What this task involves: Wherever a picture sits, omit it. Output the rest of the listing exactly.

Records:
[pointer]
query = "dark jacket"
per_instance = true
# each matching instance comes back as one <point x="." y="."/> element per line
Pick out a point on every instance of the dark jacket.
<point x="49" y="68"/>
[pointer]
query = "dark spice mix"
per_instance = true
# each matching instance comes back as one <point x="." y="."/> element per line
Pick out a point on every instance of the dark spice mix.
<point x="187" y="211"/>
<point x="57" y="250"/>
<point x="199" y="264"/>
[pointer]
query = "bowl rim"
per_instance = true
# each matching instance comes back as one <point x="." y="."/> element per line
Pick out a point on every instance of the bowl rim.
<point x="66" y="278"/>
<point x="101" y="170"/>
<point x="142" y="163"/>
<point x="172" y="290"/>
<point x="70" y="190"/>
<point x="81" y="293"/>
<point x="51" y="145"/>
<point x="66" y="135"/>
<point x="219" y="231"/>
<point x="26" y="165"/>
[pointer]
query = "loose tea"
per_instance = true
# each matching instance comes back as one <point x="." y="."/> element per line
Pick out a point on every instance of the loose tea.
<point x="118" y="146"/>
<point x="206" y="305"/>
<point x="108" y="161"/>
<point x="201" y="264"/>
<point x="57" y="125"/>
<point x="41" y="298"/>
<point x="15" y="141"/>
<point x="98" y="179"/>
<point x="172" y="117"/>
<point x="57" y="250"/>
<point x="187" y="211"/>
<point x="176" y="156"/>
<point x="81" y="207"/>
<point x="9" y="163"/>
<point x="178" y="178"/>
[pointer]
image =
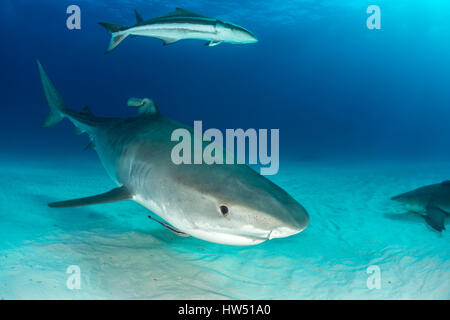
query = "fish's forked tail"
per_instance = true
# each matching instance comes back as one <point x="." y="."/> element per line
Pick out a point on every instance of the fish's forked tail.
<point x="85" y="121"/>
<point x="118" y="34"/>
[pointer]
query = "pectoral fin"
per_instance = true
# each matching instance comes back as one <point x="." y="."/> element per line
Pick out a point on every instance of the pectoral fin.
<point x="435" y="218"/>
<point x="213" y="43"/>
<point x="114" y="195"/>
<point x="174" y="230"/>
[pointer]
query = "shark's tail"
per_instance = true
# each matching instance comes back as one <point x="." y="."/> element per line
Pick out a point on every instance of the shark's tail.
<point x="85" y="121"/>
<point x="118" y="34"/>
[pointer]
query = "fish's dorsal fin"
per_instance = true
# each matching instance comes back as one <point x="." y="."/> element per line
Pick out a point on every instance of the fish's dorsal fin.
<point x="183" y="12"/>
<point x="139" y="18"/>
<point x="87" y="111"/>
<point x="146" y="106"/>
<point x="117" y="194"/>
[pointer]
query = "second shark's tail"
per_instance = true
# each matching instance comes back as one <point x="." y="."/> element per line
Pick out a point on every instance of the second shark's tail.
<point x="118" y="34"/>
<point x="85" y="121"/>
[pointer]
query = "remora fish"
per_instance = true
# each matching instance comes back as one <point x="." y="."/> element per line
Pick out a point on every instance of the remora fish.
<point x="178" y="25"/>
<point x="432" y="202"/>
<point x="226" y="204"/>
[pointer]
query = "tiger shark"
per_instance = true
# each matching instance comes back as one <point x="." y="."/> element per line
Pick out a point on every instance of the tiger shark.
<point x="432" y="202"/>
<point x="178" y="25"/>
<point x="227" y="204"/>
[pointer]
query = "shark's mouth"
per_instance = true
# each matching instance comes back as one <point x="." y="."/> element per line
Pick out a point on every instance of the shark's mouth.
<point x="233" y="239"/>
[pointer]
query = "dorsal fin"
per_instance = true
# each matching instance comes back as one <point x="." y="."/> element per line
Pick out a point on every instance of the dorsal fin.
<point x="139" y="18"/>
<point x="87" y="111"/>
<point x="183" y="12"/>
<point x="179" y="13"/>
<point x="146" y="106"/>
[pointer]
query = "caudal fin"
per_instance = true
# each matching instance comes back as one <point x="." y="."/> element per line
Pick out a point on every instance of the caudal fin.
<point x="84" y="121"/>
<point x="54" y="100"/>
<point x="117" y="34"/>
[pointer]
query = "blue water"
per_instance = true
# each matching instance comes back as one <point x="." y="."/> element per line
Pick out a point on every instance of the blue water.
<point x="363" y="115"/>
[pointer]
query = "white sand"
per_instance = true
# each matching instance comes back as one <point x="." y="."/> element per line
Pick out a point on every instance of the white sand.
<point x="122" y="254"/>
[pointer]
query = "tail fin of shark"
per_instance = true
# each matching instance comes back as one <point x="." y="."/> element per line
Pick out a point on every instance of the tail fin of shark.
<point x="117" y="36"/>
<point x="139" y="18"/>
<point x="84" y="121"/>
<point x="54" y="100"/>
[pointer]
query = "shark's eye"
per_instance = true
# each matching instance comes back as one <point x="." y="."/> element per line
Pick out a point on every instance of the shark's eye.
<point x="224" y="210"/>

Written reply:
[pointer]
query = "dark jacket"
per_instance = true
# each matching instance comes back as one <point x="." y="."/> element per line
Pick out a point on every instance of the dark jacket.
<point x="49" y="68"/>
[pointer]
query = "dark spice mix"
per_instance = true
# each matching instance comes back as one <point x="." y="."/> element per line
Pick out a point on every instance of the dark spice mix.
<point x="187" y="211"/>
<point x="57" y="250"/>
<point x="199" y="264"/>
[pointer]
query = "bowl rim"
per_instance = true
# each matching instance comes back as one <point x="." y="."/> element per line
Pick out a point on every instance of the bowl rim.
<point x="66" y="278"/>
<point x="101" y="170"/>
<point x="142" y="163"/>
<point x="172" y="290"/>
<point x="70" y="190"/>
<point x="81" y="293"/>
<point x="51" y="145"/>
<point x="66" y="135"/>
<point x="219" y="231"/>
<point x="26" y="165"/>
[pointer]
query = "loose tea"
per_instance = true
# each matching instance comes back as one <point x="." y="."/> element per line
Pick out a point on every instance of the loose tea.
<point x="118" y="146"/>
<point x="206" y="305"/>
<point x="108" y="161"/>
<point x="201" y="264"/>
<point x="57" y="125"/>
<point x="41" y="298"/>
<point x="15" y="141"/>
<point x="98" y="179"/>
<point x="172" y="117"/>
<point x="57" y="250"/>
<point x="187" y="211"/>
<point x="176" y="156"/>
<point x="81" y="207"/>
<point x="9" y="163"/>
<point x="178" y="178"/>
[pointer]
image =
query = "fish's forked tail"
per_instance = true
# each matching instance comes back as one <point x="." y="."/> element per line
Pick out a point on every instance of the fish's forked tail.
<point x="85" y="121"/>
<point x="118" y="34"/>
[pointer]
query = "pectoral fin"
per_instance = true
# each matching instance comes back as one <point x="." y="."/> element per line
Pick out a point on every instance of the pectoral fin.
<point x="435" y="218"/>
<point x="213" y="43"/>
<point x="114" y="195"/>
<point x="174" y="230"/>
[pointer]
query = "shark's tail"
per_instance = true
# each matching instance comes back as one <point x="." y="."/> element per line
Pick out a point on every instance of the shark's tail.
<point x="85" y="121"/>
<point x="118" y="34"/>
[pointer]
query = "fish's dorsal fin"
per_instance = true
# each matching instance comes back as one <point x="." y="."/> element per line
Pick out a point on every instance of the fish's dorsal fin.
<point x="183" y="12"/>
<point x="139" y="18"/>
<point x="87" y="111"/>
<point x="146" y="106"/>
<point x="117" y="194"/>
[pointer]
query = "second shark's tail"
per_instance = true
# each matching instance comes back as one <point x="." y="."/> element per line
Pick out a point on every instance of the second shark's tail.
<point x="118" y="34"/>
<point x="85" y="121"/>
[pointer]
query = "remora fish"
per_instance = true
# each matching instance comes back as one <point x="." y="."/> element per line
Pick out a point on every instance of the remora fish.
<point x="178" y="25"/>
<point x="432" y="202"/>
<point x="226" y="204"/>
[pointer]
query = "tiger shark"
per_instance = true
# each matching instance comes back as one <point x="." y="."/> element per line
Pick out a point on every instance of the tiger shark.
<point x="432" y="202"/>
<point x="178" y="25"/>
<point x="227" y="204"/>
[pointer]
query = "shark's mouth"
per_instance = true
# each matching instance comes back as one <point x="." y="."/> element per line
Pick out a point on every instance of the shark's mouth.
<point x="233" y="239"/>
[pointer]
query = "dorsal fin"
per_instance = true
# each matching instance comes back as one <point x="." y="."/> element per line
Pick out a point on every instance of the dorsal fin.
<point x="139" y="18"/>
<point x="87" y="111"/>
<point x="183" y="12"/>
<point x="179" y="13"/>
<point x="146" y="106"/>
[pointer]
query = "caudal fin"
per_instance = true
# each matching instance comes back as one <point x="." y="."/> element per line
Pick out a point on every instance of the caudal fin.
<point x="84" y="121"/>
<point x="54" y="100"/>
<point x="117" y="34"/>
[pointer]
query = "blue water"
per_instance = true
# each matching instance comes back as one <point x="." y="."/> element per line
Pick out a point on every instance of the blue water.
<point x="363" y="115"/>
[pointer]
query = "white sand"
per_instance = true
# each matching instance comes back as one <point x="." y="."/> element per line
Pick out a point on every instance of the white sand.
<point x="122" y="254"/>
[pointer]
query = "tail fin of shark"
per_instance = true
# each matching instance comes back as one <point x="." y="."/> element per line
Pick out a point on every instance of the tail fin of shark.
<point x="117" y="36"/>
<point x="139" y="18"/>
<point x="84" y="121"/>
<point x="54" y="100"/>
[pointer]
query = "shark's eye"
per_instance = true
# each matching instance comes back as one <point x="." y="."/> element per line
Pick out a point on every instance of the shark's eye.
<point x="224" y="210"/>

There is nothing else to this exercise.